Exercise a ::
Answer these questions from the excerpt on the collective sale appeal:
(i) What sum did the Purchaser undertake to pay the ninth and tenth defendants?
(ii) On what date were the written grounds for the Board's decision delivered?
(iii) On what date was the appeal heard?

6    In the light of the estimated financial loss, the Sale Committee approached the Purchaser for an undertaking to make good the alleged financial loss. On 31 December 2007, the Purchaser furnished an undertaking to pay the ninth and tenth defendants the sum of $93,935.75 being the difference between the proceeds of sale under the collective sale of Regent Court and the price that the ninth and tenth defendants paid for their unit together with the stamp fees and legal costs claimed by them. By a written document (“the Undertaking”), the Purchaser further undertook to pay such additional sums as may be allowed by the Board as deductions under s 84A(8)(a) of the Act. Additionally, on 10 December 2007, the Sale Committee entered into a supplemental agreement with the Purchaser whereunder the Purchaser agreed to pay the ninth and tenth defendants, on completion of the collective sale, the sum of $93,935.75 and such additional deductions as the Board may allow.
7    The hearing of the STB Application commenced on 3 December 2007. On 11 December 2007, the Board heard arguments on the ninth and tenth defendants’ objection on the ground of financial loss. Thereafter, the Board found that this objection had been made out and gave an oral decision dismissing the STB Application. Written grounds for the Board’s decision were delivered on 24 December 2007.
8    On 7 January 2008, the plaintiffs filed this appeal and asked the Court for, inter alia, the following reliefs:
(a)  A Declaration that the whole of the order of the Board made on 11 December 2007 dismissing the STB Application be set aside; and
(b)  An Order that the STB Application be remitted back to the Board for a continuation of the Board’s proceedings, with all evidence adduced thus far standing as part of the record.
The ground of the appeal was that the Board was wrong in law to have dismissed the STB Application based on its reasons as set out in its Grounds of Decision dated 24 December 2007 (the “Grounds”).
9       I heard the appeal on 30 October 2008. I ordered that the whole of the order of the Board made on 11 December 2007 should be set aside and remitted the STB Application back to the Board for a continuation of the Board’s proceedings. I also ordered that the Board was to decide who should bear the costs of the hearing before it on 11 December 2007 after it had completed its proceedings.
10     I now give the reasons for my decision.
The statutory provisions and the Board’s decision
11     The relevant provisions of the Act that were in issue before me were ss 84A (7) and (8). These read:
(7) Where one or more objections have been filed under subsection (4), the Board shall, subject to subsection (9), after mediation, if any, approve the application made under subsection (1) and order that the lots and common property in the strata title plan be sold unless, having regard to the objections, the Board is satisfied that —
(a) any objector, being a subsidiary proprietor, will incur a financial loss; or
(b) the proceeds of sale for any lot to be received by any objector, being a subsidiary proprietor, mortgagee or chargee, are insufficient to redeem any mortgage or charge in respect of the lot.
(8) For the purposes of subsection (7) (a), a subsidiary proprietor —
(a) shall be taken to have incurred a financial loss if the proceeds of sale for his lot, after such deduction as the Board may allow (including all or any of the deductions specified in the Fourth Schedule), are less than the price he paid for his lot;
(b) shall not be taken to have incurred a financial loss by reason only that his net gain from the sale of his lot will be less than the other subsidiary proprietors; and
(c) shall not be taken to have incurred a financial loss by reason that the proceeds of sale for his lot, after such deduction as the Board may allow (including all or any of the deductions specified in the Fourth Schedule), are less than the price he paid for his lot if he had purchased the lot after a collective sale committee had signed a sale and purchase agreement to sell all the lots and common property to a purchaser.

Data to use ::

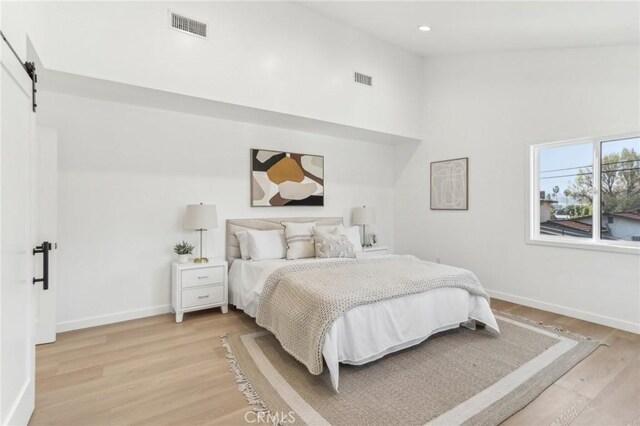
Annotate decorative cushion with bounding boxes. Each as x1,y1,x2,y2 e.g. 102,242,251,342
342,226,362,252
313,236,356,259
247,229,287,260
236,231,250,260
282,222,316,260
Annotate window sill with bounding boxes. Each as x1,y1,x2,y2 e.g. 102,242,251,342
527,237,640,255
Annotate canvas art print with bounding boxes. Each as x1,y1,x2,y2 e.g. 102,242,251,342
431,158,469,210
251,149,324,207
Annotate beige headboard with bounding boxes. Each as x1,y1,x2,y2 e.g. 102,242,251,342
227,217,342,266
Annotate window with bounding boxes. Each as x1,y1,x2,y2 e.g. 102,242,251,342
529,135,640,251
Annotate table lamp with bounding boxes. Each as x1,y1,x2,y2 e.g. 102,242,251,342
184,203,218,263
351,206,376,247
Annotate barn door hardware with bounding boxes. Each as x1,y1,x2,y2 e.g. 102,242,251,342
0,30,38,112
33,241,52,290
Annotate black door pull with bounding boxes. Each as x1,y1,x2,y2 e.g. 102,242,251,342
33,241,51,290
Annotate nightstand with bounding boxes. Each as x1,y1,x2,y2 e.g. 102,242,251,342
356,246,389,258
171,259,229,322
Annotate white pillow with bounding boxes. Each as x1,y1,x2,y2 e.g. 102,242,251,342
236,231,250,260
247,229,287,260
342,226,362,251
282,222,316,260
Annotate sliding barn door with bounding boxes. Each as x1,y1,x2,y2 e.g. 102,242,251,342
0,34,35,425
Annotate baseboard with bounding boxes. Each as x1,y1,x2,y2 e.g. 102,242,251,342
56,305,171,333
487,290,640,334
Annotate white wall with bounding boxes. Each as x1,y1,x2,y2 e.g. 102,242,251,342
17,1,422,137
38,92,393,330
394,46,640,332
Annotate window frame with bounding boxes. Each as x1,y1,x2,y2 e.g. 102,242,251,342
526,131,640,254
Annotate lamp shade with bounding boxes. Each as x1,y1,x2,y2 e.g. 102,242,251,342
351,206,376,225
184,204,218,229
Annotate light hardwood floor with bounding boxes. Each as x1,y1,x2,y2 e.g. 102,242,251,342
30,299,640,426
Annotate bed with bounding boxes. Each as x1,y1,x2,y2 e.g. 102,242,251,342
227,217,499,391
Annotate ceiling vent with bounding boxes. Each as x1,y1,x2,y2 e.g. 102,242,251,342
353,71,373,87
169,11,207,38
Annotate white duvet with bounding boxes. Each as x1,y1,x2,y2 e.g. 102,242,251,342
229,255,499,390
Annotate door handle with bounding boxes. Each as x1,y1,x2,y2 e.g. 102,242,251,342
33,241,52,290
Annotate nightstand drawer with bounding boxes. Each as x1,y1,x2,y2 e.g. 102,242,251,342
356,247,389,258
182,266,224,288
182,285,224,309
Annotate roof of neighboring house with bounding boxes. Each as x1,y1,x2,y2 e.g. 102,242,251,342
607,212,640,221
553,220,591,232
540,220,611,240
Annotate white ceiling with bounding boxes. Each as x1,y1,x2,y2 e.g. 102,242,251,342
300,1,640,56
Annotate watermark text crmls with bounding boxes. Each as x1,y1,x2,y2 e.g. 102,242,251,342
244,411,296,424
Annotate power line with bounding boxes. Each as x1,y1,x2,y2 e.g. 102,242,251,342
540,159,640,173
540,167,640,180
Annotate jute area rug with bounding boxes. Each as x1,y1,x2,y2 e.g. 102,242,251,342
223,313,598,425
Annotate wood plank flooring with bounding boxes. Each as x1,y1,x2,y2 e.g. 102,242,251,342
30,299,640,426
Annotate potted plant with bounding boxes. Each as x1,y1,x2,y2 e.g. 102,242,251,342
173,241,193,263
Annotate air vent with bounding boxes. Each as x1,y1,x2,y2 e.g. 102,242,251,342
353,72,373,87
169,12,207,38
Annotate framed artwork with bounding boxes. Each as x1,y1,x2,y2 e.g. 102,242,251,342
251,149,324,207
430,157,469,210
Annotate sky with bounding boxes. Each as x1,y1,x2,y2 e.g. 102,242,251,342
540,138,640,203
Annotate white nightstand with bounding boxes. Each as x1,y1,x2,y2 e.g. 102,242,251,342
171,259,229,322
356,246,389,257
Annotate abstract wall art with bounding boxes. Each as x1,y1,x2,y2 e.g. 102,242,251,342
431,158,469,210
251,149,324,207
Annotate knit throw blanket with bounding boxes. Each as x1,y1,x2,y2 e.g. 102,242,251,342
256,256,489,375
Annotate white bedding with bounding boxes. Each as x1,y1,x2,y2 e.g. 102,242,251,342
229,255,499,390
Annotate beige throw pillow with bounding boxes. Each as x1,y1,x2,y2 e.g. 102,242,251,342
282,222,316,260
313,235,356,259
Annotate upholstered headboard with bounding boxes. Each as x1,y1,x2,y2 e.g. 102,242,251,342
227,217,342,266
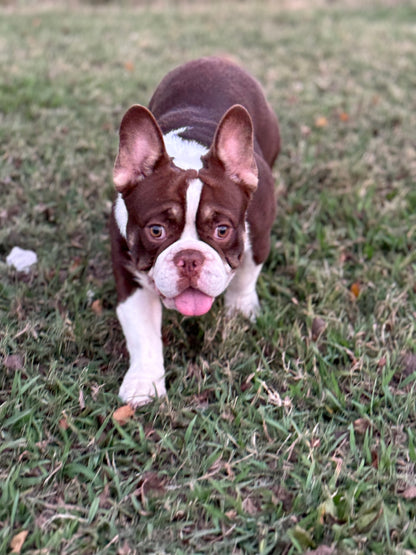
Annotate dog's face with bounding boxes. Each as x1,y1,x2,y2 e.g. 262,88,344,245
114,106,257,316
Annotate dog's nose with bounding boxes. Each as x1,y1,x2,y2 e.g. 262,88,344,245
173,249,205,277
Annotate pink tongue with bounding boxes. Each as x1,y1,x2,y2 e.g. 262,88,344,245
175,287,214,316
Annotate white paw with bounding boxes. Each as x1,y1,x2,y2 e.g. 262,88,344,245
225,291,260,322
119,368,166,407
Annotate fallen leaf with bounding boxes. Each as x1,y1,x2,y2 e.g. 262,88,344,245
400,486,416,499
350,281,361,299
354,418,371,435
91,299,103,316
304,545,337,555
241,497,260,516
58,416,69,430
315,116,328,127
113,405,134,426
78,389,85,410
140,472,166,498
401,353,416,377
272,486,293,512
3,355,23,370
10,530,29,553
312,318,326,341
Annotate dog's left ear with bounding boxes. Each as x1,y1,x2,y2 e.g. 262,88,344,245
113,104,170,193
204,104,258,193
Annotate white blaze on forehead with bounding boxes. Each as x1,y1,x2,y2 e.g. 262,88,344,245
163,127,208,170
114,193,128,239
180,179,203,239
114,127,208,243
164,127,208,243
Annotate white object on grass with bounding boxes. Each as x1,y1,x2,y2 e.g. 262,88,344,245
6,247,38,274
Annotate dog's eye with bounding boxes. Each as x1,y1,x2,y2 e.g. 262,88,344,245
149,224,165,239
215,225,230,239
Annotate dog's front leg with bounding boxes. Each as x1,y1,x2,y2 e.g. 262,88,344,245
225,250,262,322
117,289,166,406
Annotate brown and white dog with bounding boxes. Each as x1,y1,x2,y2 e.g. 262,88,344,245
110,58,280,405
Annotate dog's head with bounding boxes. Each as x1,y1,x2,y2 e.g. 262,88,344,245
114,105,257,316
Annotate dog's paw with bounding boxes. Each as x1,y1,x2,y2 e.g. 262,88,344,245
225,291,260,322
118,368,166,407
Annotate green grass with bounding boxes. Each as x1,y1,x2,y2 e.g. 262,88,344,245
0,0,416,555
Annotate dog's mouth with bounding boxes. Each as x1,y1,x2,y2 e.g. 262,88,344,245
174,287,214,316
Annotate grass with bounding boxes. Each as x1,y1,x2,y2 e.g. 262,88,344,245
0,0,416,555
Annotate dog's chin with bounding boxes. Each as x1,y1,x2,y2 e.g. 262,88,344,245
162,287,215,316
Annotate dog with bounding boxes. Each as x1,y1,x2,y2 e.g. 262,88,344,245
110,57,280,406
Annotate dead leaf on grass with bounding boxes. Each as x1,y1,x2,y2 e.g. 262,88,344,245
10,530,29,553
315,116,328,127
312,317,326,341
91,299,103,316
350,281,361,299
139,472,166,498
353,418,371,435
58,416,69,430
305,545,337,555
3,355,23,371
113,405,134,426
400,486,416,499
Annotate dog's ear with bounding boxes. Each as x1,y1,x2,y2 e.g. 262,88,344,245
204,104,258,193
113,105,169,193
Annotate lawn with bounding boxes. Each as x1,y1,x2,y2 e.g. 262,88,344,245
0,0,416,555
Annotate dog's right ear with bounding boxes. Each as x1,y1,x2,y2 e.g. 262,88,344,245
113,104,169,193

Exercise b ::
Print verbatim the lines of the records from the line with "Annotate white paw" to the line with "6,247,38,274", both included.

Full output a ::
(i) $93,935.75
(ii) 24 December 2007
(iii) 30 October 2008

Full output b ::
Annotate white paw with bounding boxes. Each as x1,y1,x2,y2 e.g. 262,88,344,245
225,291,260,322
119,368,166,407
Annotate fallen leaf with bounding boxes. Each as x1,y1,x2,y2 e.g. 262,88,344,245
400,486,416,499
350,281,361,299
354,418,371,435
91,299,103,316
304,545,337,555
241,497,260,516
58,416,69,430
315,116,328,127
113,405,134,426
78,389,85,410
140,472,166,498
401,353,416,377
272,486,293,512
3,355,23,370
10,530,29,553
312,318,326,341
Annotate dog's left ear with bounding boxes. Each as x1,y1,x2,y2 e.g. 262,88,344,245
113,104,170,193
204,104,258,193
Annotate white blaze on forehead with bounding boxes. Each as x1,y1,x2,y2 e.g. 262,88,344,245
163,127,208,170
114,193,128,239
180,179,203,239
114,127,208,243
164,127,208,243
Annotate white object on grass with bounding boxes. Each as x1,y1,x2,y2 e.g. 262,88,344,245
6,247,38,274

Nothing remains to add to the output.